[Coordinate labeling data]
## Start

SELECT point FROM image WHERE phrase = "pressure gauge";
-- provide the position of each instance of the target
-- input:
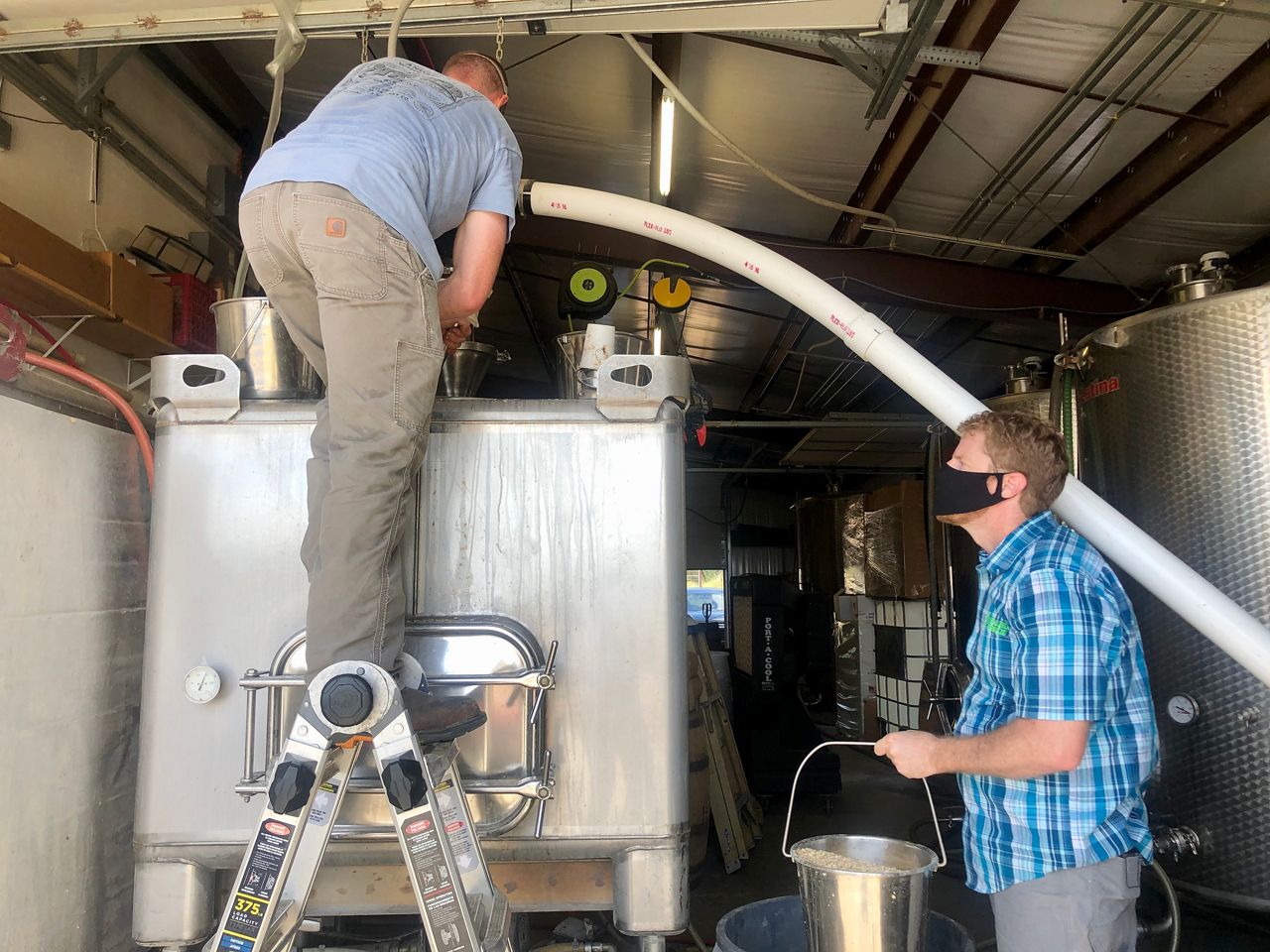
(1183, 708)
(202, 684)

## End

* _What you will do_: Reproduce all of the material above unchanged, line by line, but leave out the picture.

* _Exercise output_:
SELECT point FROM image WHERE phrase = "pressure gauge";
-- provide the position of each instance of the target
-- input:
(1183, 708)
(202, 684)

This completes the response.